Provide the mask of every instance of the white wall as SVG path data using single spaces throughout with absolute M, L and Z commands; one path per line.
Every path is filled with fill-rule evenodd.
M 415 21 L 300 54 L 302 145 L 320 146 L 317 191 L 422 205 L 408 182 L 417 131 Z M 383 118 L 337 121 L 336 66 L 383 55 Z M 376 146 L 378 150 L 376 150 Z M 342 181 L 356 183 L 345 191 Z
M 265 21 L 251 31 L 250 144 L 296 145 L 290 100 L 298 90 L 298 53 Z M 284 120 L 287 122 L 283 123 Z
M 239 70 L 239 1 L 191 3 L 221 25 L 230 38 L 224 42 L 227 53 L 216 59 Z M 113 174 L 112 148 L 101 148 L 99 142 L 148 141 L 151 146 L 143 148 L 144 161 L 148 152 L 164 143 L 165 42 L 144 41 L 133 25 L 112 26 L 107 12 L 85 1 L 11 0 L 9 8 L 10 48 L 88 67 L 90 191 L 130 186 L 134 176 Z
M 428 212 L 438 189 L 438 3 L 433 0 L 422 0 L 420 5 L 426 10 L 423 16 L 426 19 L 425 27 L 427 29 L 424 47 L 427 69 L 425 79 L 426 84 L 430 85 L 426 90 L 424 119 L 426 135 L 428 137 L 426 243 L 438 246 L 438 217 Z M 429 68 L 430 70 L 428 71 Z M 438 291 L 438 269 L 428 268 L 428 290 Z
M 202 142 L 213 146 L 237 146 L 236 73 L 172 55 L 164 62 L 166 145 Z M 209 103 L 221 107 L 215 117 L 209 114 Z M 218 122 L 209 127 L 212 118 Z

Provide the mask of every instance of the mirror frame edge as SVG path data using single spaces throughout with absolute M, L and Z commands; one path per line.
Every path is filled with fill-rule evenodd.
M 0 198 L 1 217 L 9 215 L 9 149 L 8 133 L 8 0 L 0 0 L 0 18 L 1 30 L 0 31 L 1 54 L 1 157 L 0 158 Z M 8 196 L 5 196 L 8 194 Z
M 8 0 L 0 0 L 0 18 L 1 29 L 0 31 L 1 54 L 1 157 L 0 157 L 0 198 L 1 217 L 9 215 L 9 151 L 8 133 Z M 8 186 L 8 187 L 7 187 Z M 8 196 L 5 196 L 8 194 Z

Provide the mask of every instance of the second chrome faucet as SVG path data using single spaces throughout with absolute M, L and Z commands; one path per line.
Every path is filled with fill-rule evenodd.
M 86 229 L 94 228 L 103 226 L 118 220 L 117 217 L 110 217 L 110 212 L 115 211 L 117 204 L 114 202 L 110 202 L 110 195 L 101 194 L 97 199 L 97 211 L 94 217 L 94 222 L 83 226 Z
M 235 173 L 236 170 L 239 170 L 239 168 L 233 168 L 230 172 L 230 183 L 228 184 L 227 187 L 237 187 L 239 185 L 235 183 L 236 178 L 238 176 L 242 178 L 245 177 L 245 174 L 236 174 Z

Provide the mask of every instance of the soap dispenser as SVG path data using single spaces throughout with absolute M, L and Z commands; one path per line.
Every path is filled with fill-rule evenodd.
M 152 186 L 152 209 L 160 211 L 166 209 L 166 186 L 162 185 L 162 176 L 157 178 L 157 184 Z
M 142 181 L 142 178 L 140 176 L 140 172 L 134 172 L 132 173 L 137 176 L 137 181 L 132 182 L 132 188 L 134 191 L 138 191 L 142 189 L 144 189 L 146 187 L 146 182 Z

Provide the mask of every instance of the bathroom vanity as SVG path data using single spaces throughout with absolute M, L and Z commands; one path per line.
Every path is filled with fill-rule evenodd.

========================================================================

### What the task requires
Rewrite the material above as a numbered list, one item per line, leaving out the blank lines.

### Correct output
1. Provide the mask of every instance of the white wall as SVG path data using single spaces throughout with absolute M, L and Z commands; one path per line.
2. Every path is filled with fill-rule evenodd.
3. M 415 21 L 300 54 L 302 145 L 320 146 L 317 191 L 422 205 L 408 182 L 417 131 Z M 383 118 L 337 121 L 336 66 L 383 55 Z M 376 146 L 378 150 L 376 150 Z M 342 181 L 356 183 L 345 191 Z
4. M 265 21 L 251 31 L 250 144 L 296 145 L 290 100 L 298 90 L 298 53 Z M 284 120 L 287 122 L 283 123 Z
5. M 239 70 L 239 1 L 191 3 L 221 25 L 230 38 L 224 42 L 227 53 L 216 59 Z M 113 174 L 112 148 L 101 148 L 99 142 L 148 141 L 151 146 L 143 148 L 144 161 L 148 152 L 164 143 L 165 42 L 144 41 L 133 25 L 112 26 L 107 12 L 85 1 L 11 0 L 9 8 L 10 48 L 88 67 L 90 191 L 130 186 L 134 176 Z
6. M 428 212 L 438 189 L 438 3 L 433 0 L 422 0 L 420 5 L 426 10 L 423 16 L 426 19 L 425 27 L 427 29 L 424 47 L 427 69 L 425 79 L 426 84 L 430 85 L 426 90 L 424 119 L 426 135 L 428 137 L 426 243 L 438 246 L 438 217 Z M 429 68 L 430 70 L 428 71 Z M 438 291 L 438 269 L 428 268 L 428 290 Z
7. M 202 142 L 213 146 L 237 146 L 236 73 L 172 55 L 164 62 L 166 145 Z M 209 103 L 221 107 L 215 117 L 209 114 Z M 218 122 L 209 127 L 212 118 Z
8. Provide the mask of every instance of the mirror frame edge as SVG path data using single spaces throughout with absolute M, L and Z commands; one path per line.
9. Every path is filled with fill-rule evenodd.
10. M 0 198 L 1 217 L 9 215 L 9 149 L 8 133 L 8 0 L 0 0 L 0 18 L 1 30 L 0 31 L 1 54 L 1 157 L 0 158 Z M 8 196 L 5 196 L 8 194 Z
11. M 8 0 L 0 0 L 0 18 L 1 29 L 0 31 L 1 54 L 1 157 L 0 157 L 0 198 L 1 217 L 9 215 L 9 151 L 8 133 Z M 8 186 L 8 187 L 7 187 Z M 8 196 L 5 196 L 8 194 Z
12. Provide the mask of every instance of the second chrome faucet as SVG path data using single spaces throughout with absolute M, L and Z commands; one path per line.
13. Every path is filled with fill-rule evenodd.
14. M 86 229 L 94 228 L 103 226 L 118 220 L 117 217 L 110 217 L 110 212 L 115 211 L 117 204 L 114 202 L 110 202 L 110 195 L 101 194 L 97 199 L 97 211 L 94 217 L 94 222 L 83 226 Z
15. M 235 173 L 236 170 L 239 170 L 239 168 L 233 168 L 230 172 L 230 183 L 228 184 L 227 187 L 237 187 L 239 185 L 235 183 L 236 178 L 238 176 L 242 178 L 245 177 L 245 174 L 236 174 Z
16. Provide the mask of every instance of the soap dispenser as SVG path data using single spaces throughout with absolute M, L and Z commands; one path per line.
17. Every path is filled with fill-rule evenodd.
18. M 152 186 L 152 209 L 160 211 L 166 209 L 166 186 L 162 185 L 162 176 L 157 178 L 157 184 Z
19. M 142 181 L 142 178 L 140 176 L 140 172 L 134 172 L 132 173 L 137 176 L 137 181 L 132 182 L 132 188 L 134 191 L 138 191 L 142 189 L 144 189 L 146 187 L 146 182 Z
20. Provide the mask of every instance of the bathroom vanity as SVG path data using single spaces throughout with absolute M, L and Z commands; one path per line.
21. Every path is filled with fill-rule evenodd.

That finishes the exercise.